• _The tasks_
a) Decide whether each statement agrees with the chicken joke post. Answer yes or no for each, and quote the words that decide it. (i) The Ernest Hemingway answer is "To die. In the rain." (ii) In the Aristotle answer, the chicken crosses because of historical inevitability. (iii) The post is dated Jul 11, 2004.
b) Retype the part of the chicken joke post from "## Daniel (Jul" up to and including "called into question.", with no changes.

# The chicken



## Daniel (Jul 11, 2004)

Why did the chicken cross the road?:

PAT BUCHANAN: To steal a job from a decent, hardworking American.

DR. SEUSS: Did the chicken cross the road? Did he cross it with a toad? Yes! The chicken crossed the road, but why it crossed, I've not been told!

ERNEST HEMINGWAY: To die. In the rain.

MARTIN LUTHER KING, JR.: I envision a world where all chickens will be free to cross roads without having their motives called into question.

GRANDP A: In my day, we didn't ask why the chicken crossed the road. Someone told us that the chicken crossed the road, and that was good enough for us.

ARISTOTLE: It is the nature of chickens to cross the road.

KARL MARX: It was a historical inevitability.

RONALD REAGAN: What chicken?

CAPTAIN JAMES T. KIRK: To boldly go where no chicken has gone before.

• _Entries_
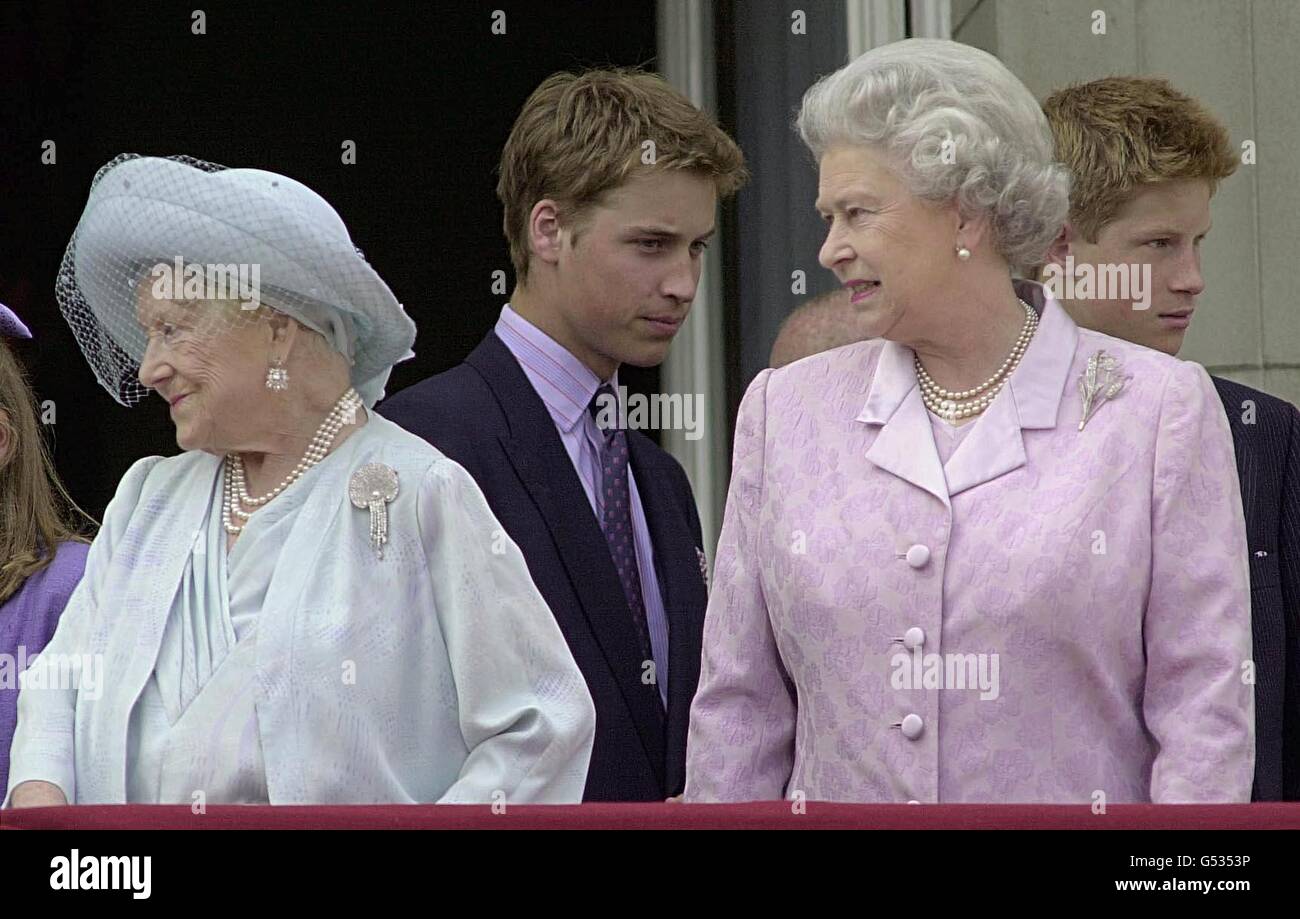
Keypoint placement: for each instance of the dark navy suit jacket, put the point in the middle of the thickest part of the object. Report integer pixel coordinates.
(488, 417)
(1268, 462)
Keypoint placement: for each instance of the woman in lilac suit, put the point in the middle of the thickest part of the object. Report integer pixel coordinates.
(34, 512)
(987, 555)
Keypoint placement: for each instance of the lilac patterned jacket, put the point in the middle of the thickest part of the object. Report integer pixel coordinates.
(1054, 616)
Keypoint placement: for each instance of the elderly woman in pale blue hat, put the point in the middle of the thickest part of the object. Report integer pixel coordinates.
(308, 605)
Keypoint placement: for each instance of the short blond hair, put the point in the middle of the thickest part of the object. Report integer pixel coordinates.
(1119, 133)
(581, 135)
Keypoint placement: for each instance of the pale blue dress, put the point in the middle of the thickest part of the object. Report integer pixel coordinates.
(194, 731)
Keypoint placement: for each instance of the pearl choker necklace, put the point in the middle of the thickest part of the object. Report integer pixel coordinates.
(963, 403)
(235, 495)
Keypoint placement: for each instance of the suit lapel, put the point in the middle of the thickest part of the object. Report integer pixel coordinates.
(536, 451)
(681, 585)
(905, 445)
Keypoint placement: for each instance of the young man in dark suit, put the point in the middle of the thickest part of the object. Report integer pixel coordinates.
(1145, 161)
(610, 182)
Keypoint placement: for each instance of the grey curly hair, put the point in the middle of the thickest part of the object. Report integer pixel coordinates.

• _Answers provided_
a)
(i) Yes: "ERNEST HEMINGWAY: To die. In the rain."
(ii) No: "ARISTOTLE: It is the nature of chickens to cross the road."
(iii) Yes: "Daniel (Jul 11, 2004)"

b)
## Daniel (Jul 11, 2004)

Why did the chicken cross the road?:

PAT BUCHANAN: To steal a job from a decent, hardworking American.

DR. SEUSS: Did the chicken cross the road? Did he cross it with a toad? Yes! The chicken crossed the road, but why it crossed, I've not been told!

ERNEST HEMINGWAY: To die. In the rain.

MARTIN LUTHER KING, JR.: I envision a world where all chickens will be free to cross roads without having their motives called into question.